→ EXERCISE GOAL
Copy out all the data, word for word.

→ AVAILABLE RECORDS

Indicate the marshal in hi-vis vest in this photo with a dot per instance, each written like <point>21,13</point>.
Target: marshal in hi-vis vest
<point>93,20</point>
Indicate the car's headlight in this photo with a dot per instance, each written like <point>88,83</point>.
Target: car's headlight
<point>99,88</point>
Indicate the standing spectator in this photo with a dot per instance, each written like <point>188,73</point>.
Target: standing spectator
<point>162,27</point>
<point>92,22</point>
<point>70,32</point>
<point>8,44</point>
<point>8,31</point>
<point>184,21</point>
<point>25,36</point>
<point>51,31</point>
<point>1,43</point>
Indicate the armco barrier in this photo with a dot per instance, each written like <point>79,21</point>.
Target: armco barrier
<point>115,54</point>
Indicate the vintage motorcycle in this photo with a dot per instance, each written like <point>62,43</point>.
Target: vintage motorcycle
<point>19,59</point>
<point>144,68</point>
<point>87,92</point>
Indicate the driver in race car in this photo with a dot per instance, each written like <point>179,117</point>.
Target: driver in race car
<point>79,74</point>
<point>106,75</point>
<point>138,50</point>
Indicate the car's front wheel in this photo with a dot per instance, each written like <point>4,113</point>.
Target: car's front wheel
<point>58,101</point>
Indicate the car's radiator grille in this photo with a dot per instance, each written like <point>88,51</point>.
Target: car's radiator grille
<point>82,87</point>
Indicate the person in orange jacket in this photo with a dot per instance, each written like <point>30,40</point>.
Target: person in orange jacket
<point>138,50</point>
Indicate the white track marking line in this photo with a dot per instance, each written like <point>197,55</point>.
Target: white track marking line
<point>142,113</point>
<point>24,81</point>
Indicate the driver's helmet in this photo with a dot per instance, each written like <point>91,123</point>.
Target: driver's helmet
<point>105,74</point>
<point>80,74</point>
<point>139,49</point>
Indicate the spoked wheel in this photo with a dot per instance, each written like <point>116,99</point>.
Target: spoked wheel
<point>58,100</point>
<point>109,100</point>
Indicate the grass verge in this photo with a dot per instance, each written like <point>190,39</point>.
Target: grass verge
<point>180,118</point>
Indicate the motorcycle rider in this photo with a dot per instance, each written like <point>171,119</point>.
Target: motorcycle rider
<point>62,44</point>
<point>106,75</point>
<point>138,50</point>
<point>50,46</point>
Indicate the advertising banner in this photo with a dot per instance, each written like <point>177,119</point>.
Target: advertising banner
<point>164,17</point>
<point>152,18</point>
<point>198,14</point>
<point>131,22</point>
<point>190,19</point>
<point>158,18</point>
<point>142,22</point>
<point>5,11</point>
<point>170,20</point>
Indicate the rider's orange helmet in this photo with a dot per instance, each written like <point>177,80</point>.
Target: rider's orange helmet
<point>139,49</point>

→ EXERCISE ANSWER
Indicate the marshal in hi-vis vest in this photo with a dot per instance, each written like <point>21,13</point>.
Target: marshal in hi-vis vest
<point>93,20</point>
Indicate the car's headlight in this photo with a dot per instance, each written like <point>88,83</point>.
Target: car's headlight
<point>99,88</point>
Indicate the standing spectator in this photo with a dot per instance, each written like <point>188,73</point>.
Target: standing spectator
<point>162,27</point>
<point>92,22</point>
<point>70,32</point>
<point>8,44</point>
<point>8,31</point>
<point>184,21</point>
<point>25,36</point>
<point>51,31</point>
<point>1,43</point>
Indicate the armco barrier in this photo with a dot per instance, each written like <point>79,21</point>.
Target: armco barrier
<point>115,54</point>
Indicate the vintage motorcycle in this photo with a dot per instance, each written like <point>62,43</point>.
Target: vintage motorcycle
<point>19,59</point>
<point>144,68</point>
<point>87,92</point>
Indicate the driver in race car in this photo with a dot per instance, each written like <point>179,117</point>.
Target: driver in race car
<point>79,74</point>
<point>106,75</point>
<point>138,50</point>
Indicate the car's front wheel in this photo with a dot per instance, each written like <point>4,113</point>.
Target: car's front wheel
<point>58,101</point>
Indicate the car's radiator grille in this photo with a dot per instance, each written like <point>88,51</point>.
Target: car's radiator grille
<point>82,87</point>
Indicate the person in orange jacket in this photo with a dot per instance, each written like <point>30,40</point>.
Target: person in orange jacket
<point>138,50</point>
Indicate the white track marking line in this photo with a dot per instance, each written like <point>197,55</point>.
Target: white track marking line
<point>142,113</point>
<point>24,81</point>
Indicate the driver's helmet in this photo with a dot per instance, each written like <point>91,123</point>.
Target: driver's helmet
<point>105,74</point>
<point>80,74</point>
<point>139,49</point>
Indicate the spoked wheel in this photo with a dot per instance, each written like <point>116,99</point>.
Target: spoked wheel
<point>58,100</point>
<point>109,100</point>
Indicate the grass verge in this photo with a dot per instance, each written like <point>190,39</point>.
Target: grass verge
<point>180,118</point>
Indicate the motorcycle rider in this photo with a dot per instance, each written like <point>171,119</point>.
Target: motorcycle rider
<point>62,44</point>
<point>106,75</point>
<point>138,50</point>
<point>50,46</point>
Indicate the advertising banner in this photo with a dot per instance, each written like <point>177,119</point>.
Target: advertising banner
<point>164,17</point>
<point>152,18</point>
<point>198,14</point>
<point>131,22</point>
<point>190,19</point>
<point>158,18</point>
<point>142,22</point>
<point>5,11</point>
<point>170,20</point>
Indicate the rider's orange helmet in this photo with a dot per instance, each written like <point>177,80</point>.
Target: rider's orange helmet
<point>139,49</point>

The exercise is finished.